-- Begin --
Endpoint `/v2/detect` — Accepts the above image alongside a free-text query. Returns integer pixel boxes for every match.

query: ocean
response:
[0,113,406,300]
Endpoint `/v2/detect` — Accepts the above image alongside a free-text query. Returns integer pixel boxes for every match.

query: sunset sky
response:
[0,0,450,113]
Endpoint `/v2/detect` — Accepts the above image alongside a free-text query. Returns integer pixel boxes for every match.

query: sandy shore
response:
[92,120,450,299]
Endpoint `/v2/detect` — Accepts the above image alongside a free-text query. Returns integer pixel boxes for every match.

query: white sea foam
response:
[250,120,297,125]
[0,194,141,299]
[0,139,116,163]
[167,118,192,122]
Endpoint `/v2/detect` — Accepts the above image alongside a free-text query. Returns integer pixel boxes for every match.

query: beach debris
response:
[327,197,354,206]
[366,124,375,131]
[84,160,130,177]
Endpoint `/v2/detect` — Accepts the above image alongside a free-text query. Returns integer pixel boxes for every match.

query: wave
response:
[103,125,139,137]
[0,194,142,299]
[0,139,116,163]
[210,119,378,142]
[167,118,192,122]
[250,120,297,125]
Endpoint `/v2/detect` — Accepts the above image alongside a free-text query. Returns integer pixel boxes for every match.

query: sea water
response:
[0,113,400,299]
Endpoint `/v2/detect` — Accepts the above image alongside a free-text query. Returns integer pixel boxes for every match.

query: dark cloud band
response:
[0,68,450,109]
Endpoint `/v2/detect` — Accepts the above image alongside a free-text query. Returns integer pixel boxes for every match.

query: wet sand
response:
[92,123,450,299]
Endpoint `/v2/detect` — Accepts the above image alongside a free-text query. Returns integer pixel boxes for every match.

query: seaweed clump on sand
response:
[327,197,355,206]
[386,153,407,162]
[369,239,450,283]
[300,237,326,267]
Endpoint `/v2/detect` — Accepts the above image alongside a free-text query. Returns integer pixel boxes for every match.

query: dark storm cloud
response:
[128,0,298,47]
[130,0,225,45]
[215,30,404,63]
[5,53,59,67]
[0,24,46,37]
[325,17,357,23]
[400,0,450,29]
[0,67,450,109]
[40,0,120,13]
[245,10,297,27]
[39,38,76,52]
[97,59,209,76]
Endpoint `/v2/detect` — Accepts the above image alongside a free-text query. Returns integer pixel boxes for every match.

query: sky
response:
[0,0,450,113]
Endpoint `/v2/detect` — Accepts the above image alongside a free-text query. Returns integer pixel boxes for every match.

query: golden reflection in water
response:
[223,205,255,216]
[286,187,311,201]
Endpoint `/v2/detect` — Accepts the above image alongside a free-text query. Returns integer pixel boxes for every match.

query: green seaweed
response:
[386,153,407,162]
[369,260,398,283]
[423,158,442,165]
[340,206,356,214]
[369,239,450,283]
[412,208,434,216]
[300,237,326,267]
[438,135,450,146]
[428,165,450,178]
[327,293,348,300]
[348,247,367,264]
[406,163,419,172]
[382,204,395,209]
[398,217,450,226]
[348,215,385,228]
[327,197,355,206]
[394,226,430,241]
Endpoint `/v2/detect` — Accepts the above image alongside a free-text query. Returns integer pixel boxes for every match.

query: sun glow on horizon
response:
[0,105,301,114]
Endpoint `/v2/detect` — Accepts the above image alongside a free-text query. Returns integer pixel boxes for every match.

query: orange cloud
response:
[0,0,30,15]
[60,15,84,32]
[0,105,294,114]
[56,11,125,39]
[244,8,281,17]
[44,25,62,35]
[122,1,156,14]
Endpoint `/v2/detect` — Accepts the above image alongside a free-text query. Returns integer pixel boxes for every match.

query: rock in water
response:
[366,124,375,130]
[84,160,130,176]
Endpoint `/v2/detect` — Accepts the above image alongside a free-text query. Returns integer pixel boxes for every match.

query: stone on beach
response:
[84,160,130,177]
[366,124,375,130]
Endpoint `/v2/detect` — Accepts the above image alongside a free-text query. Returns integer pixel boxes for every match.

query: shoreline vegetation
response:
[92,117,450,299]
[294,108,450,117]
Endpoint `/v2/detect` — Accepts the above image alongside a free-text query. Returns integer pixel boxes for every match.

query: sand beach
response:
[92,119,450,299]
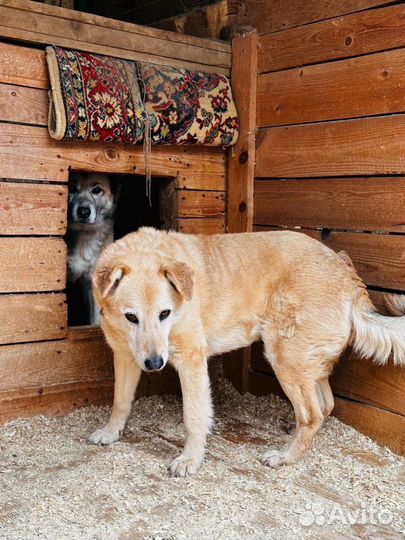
-- End --
THE PROBLEM
Reproduce the records verbatim, from the first line through the line containing "[0,113,400,299]", inclusive.

WRITTEN RESPONSE
Endpoint `/v2/detect` — Accepts the above image alongside a free-text query. Returns integer pixel boxes for every match.

query: ocean
response:
[0,113,406,300]
Endpoint `/v2/detect` — Accepts the above image alongside a free-text query. Returns integer pixel boxes for every match.

query: sunset sky
response:
[0,0,450,113]
Endpoint `/v2/detect` — Accepts the above image alongside a free-text query. Returns integer pixel boxes for every match.

query: sandy shore
response:
[92,120,450,299]
Endpoint `/v2/detect` — Accepts the above image alongside a free-text query. Returns integer pixel boxes for every match.

query: white sea foam
response:
[250,120,297,125]
[0,194,141,299]
[0,139,116,163]
[167,118,192,122]
Endpoint `/v2/detect` — Accepts the above image alongside a free-text query. Returns integer pixel boxes for every match.

query: beach debris
response:
[327,197,354,206]
[366,124,375,131]
[84,160,130,177]
Endpoint `/v2/detect` — Accepts the above image alongside a free-text query. Returns integer pixel boxes for every match.

query: wave
response:
[103,125,139,137]
[0,194,142,299]
[0,139,116,163]
[210,119,378,142]
[167,118,192,122]
[250,120,297,125]
Endpoint `/v2/detect` — Accepts the above image alongside a free-text query. Returns integer pixel boxes for every match.

query: sea water
response:
[0,113,400,299]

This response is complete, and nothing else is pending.